Region pointing data
******************************
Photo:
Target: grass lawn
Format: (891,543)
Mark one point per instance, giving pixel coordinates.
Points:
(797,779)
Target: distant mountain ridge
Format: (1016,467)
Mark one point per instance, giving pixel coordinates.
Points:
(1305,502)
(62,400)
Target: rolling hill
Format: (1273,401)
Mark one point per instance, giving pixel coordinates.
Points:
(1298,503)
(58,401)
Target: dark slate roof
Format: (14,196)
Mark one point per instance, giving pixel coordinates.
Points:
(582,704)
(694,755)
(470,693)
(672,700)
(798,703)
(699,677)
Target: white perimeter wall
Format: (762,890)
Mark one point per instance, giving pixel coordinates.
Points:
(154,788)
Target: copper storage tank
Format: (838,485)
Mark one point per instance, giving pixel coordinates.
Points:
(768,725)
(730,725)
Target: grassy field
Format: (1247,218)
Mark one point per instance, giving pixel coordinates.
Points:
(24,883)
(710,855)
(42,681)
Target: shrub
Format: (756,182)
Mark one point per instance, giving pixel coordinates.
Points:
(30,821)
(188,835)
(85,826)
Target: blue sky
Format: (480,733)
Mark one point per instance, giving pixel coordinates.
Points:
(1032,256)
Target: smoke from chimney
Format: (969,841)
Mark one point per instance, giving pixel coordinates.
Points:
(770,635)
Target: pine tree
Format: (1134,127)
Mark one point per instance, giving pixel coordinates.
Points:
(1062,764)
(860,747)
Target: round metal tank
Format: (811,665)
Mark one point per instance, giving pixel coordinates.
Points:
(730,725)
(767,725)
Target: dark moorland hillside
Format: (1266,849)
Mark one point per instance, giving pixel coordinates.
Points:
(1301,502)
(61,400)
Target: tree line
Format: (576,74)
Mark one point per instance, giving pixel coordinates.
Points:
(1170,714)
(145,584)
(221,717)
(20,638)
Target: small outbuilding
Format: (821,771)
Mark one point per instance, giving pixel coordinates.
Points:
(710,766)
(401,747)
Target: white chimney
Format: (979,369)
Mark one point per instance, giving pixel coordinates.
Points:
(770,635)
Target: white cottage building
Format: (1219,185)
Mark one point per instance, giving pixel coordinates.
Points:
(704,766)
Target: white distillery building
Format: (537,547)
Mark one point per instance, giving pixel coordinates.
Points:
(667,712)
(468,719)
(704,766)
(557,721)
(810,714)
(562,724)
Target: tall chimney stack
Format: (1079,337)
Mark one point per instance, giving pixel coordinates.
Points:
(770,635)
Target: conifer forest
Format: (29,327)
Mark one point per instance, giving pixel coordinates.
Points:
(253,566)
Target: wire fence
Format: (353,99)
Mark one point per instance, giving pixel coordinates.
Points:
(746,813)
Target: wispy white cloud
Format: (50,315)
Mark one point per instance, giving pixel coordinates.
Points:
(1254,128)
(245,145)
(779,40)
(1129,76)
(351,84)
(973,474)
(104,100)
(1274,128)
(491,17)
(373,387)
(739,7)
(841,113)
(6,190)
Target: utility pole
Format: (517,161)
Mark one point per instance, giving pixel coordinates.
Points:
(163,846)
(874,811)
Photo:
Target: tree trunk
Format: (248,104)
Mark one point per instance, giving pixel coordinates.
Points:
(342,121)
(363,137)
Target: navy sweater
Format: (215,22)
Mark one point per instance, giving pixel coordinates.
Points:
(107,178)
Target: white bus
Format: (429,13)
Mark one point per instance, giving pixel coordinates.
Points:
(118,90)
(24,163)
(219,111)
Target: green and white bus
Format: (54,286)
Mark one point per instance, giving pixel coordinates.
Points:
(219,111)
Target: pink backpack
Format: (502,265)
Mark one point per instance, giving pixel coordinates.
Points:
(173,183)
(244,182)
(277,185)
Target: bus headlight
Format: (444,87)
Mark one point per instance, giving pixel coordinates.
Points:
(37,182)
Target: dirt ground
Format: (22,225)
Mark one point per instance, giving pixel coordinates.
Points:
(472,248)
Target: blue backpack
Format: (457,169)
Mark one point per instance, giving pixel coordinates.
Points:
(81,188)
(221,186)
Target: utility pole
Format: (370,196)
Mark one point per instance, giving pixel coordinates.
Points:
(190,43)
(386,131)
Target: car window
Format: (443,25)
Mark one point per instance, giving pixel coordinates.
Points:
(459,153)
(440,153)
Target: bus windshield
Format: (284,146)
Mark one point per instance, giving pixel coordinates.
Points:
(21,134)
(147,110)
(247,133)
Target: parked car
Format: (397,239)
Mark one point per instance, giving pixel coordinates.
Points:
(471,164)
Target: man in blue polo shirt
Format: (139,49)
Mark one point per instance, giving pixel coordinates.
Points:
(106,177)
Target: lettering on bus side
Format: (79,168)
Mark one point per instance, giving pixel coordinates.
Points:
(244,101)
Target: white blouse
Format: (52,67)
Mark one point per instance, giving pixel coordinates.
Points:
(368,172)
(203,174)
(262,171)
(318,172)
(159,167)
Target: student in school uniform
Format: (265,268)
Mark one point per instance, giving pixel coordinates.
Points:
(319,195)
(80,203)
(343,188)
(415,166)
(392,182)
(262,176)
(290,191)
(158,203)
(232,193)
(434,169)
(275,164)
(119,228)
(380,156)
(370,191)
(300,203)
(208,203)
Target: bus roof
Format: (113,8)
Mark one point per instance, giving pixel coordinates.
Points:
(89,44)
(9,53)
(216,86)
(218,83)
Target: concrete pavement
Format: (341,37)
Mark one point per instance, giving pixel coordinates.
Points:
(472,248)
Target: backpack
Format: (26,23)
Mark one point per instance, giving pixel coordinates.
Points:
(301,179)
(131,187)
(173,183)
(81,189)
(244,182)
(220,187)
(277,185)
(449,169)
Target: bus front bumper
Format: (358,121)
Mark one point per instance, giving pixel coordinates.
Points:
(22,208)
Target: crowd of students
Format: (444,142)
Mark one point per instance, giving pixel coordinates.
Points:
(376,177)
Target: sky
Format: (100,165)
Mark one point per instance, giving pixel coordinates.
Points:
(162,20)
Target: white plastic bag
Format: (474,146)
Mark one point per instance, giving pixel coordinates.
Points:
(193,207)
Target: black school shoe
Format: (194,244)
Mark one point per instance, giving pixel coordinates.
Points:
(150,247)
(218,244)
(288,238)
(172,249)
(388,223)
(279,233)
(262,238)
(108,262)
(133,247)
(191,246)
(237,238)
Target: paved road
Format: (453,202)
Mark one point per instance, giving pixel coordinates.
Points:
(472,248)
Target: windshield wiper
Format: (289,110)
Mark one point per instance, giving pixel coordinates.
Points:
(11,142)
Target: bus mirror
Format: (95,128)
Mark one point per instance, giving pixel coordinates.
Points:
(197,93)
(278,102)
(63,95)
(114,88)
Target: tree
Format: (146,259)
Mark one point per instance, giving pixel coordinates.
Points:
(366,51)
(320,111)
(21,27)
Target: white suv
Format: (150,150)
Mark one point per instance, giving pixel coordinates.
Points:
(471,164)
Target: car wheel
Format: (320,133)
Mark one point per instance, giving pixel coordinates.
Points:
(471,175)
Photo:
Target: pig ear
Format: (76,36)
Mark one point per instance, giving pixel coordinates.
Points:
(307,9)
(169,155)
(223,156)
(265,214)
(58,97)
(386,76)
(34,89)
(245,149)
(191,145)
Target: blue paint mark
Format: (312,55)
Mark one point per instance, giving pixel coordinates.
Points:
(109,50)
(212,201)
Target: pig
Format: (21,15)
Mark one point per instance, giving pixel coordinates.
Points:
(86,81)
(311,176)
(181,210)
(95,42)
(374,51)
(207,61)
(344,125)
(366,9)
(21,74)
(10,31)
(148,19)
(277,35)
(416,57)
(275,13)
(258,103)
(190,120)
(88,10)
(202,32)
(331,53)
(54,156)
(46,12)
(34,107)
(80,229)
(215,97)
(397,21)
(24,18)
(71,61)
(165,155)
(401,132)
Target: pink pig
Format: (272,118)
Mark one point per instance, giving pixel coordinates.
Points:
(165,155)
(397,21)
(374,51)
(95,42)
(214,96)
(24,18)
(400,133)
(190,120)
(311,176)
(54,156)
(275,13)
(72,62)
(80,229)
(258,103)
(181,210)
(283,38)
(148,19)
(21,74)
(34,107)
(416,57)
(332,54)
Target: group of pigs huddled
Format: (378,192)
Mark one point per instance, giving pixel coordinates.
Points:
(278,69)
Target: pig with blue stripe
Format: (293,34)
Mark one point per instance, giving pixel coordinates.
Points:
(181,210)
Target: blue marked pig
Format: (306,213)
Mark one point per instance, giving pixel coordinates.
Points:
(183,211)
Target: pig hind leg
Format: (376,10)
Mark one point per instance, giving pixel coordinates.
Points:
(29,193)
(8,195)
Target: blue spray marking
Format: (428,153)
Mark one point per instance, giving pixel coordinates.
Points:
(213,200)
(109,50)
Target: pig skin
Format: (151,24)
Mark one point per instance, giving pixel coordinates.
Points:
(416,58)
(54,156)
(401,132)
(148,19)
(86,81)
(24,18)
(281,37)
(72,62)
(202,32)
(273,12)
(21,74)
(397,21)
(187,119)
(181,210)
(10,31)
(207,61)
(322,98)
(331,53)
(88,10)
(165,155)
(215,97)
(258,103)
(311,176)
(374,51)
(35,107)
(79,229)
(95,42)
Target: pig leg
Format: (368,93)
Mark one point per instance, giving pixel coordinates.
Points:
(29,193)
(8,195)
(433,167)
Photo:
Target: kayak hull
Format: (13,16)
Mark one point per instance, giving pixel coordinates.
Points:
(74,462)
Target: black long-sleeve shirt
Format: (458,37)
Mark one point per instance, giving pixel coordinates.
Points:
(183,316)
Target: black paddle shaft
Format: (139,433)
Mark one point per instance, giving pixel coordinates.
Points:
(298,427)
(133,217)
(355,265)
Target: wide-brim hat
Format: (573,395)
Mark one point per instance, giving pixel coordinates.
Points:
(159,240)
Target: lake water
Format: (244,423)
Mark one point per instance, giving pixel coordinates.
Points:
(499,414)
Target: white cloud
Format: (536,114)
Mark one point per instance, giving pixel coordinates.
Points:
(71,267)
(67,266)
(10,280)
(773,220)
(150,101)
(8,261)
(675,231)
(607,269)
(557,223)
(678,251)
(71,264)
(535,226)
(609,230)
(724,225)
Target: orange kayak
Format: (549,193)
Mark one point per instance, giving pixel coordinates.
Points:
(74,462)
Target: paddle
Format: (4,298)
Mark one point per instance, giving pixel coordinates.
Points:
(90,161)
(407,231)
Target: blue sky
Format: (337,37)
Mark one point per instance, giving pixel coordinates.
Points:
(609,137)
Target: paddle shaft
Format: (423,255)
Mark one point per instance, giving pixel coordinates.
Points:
******************************
* [Task prompt]: When you reach the line holding "Format: (443,25)" in the records above, begin reproducing exactly, stop after the line holding "Target: white blouse", and output nothing else.

* [Solution for this exercise]:
Format: (443,25)
Mark one point per instance, giving pixel coordinates.
Points:
(459,153)
(440,153)
Target: bus windshield
Format: (284,146)
Mark one point per instance, giving pixel coordinates.
Points:
(21,134)
(147,110)
(247,133)
Target: parked car
Format: (397,239)
Mark one point per instance, giving pixel coordinates.
Points:
(471,164)
Target: man in blue polo shirt
Format: (139,49)
Mark one point per instance, giving pixel coordinates.
Points:
(106,177)
Target: lettering on bus side
Format: (79,168)
Mark one point per instance, giving pixel coordinates.
Points:
(244,101)
Target: white blouse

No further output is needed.